What is asked — Copy the rows below verbatim, from the start of the rows through the line containing "pixel 186 313".

--- start Data excerpts ---

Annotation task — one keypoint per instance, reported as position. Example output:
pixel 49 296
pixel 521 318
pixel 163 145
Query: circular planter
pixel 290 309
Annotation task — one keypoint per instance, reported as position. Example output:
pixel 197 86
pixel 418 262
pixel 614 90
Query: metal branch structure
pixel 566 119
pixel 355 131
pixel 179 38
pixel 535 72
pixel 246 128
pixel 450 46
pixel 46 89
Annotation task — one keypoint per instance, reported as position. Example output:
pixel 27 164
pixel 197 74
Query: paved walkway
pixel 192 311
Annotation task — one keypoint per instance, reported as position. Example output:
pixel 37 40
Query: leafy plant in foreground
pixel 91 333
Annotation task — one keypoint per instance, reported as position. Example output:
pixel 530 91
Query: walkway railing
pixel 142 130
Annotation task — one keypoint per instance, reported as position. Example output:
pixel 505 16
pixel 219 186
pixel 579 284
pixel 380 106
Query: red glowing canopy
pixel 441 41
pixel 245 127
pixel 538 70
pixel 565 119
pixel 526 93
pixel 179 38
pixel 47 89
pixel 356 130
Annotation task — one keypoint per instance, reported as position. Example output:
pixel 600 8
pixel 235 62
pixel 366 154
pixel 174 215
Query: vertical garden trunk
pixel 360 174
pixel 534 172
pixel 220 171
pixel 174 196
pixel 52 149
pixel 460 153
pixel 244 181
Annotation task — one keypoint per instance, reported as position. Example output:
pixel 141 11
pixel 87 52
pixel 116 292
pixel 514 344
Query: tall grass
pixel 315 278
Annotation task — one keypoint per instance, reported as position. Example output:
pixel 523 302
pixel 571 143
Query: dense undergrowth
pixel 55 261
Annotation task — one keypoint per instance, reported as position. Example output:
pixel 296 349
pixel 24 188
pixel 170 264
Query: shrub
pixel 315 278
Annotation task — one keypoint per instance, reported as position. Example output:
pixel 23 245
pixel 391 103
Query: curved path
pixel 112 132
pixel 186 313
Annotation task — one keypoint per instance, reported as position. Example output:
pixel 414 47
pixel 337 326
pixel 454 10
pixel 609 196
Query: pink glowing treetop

--- end Data excerpts ---

Exercise response —
Annotation task — one keypoint per instance, reported as position. Example output:
pixel 49 296
pixel 521 318
pixel 163 145
Query: circular planter
pixel 290 309
Annotation task — one keypoint per instance, reported as position. Example output:
pixel 197 86
pixel 418 262
pixel 614 90
Query: metal branch structure
pixel 566 119
pixel 355 131
pixel 179 38
pixel 535 72
pixel 246 128
pixel 450 46
pixel 46 89
Annotation task — one keypoint per instance, reported as position. Example output:
pixel 27 164
pixel 197 74
Query: paved walkway
pixel 192 311
Annotation task — one keypoint per instance, reported as position. Example output:
pixel 37 40
Query: leafy plant in foreground
pixel 91 333
Annotation task — one keypoint per instance, reported as position. Example output:
pixel 530 91
Query: walkway railing
pixel 142 130
Annotation task — one keypoint per instance, reported as position. Example output:
pixel 505 16
pixel 219 186
pixel 579 284
pixel 380 106
Query: red glowing canopy
pixel 441 41
pixel 245 127
pixel 538 70
pixel 565 119
pixel 526 93
pixel 179 38
pixel 47 89
pixel 356 130
Annotation task — one keypoint per instance, reported as position. Example output:
pixel 600 8
pixel 235 62
pixel 366 154
pixel 174 215
Query: vertical garden trunk
pixel 360 174
pixel 534 172
pixel 220 171
pixel 174 196
pixel 52 149
pixel 460 153
pixel 244 181
Annotation task — one keypoint per instance, reported as position. Example output:
pixel 141 11
pixel 87 52
pixel 116 292
pixel 514 344
Query: tall grass
pixel 315 278
Annotation task — one keypoint per instance, reported as position. Example output:
pixel 523 302
pixel 571 143
Query: dense undergrowth
pixel 55 261
Annotation task — one keypoint per instance, reported as position. Example output:
pixel 296 349
pixel 24 188
pixel 170 264
Query: shrub
pixel 315 278
Annotation task — one keypoint per instance, reported as position. Example output:
pixel 23 245
pixel 391 103
Query: curved path
pixel 112 132
pixel 186 313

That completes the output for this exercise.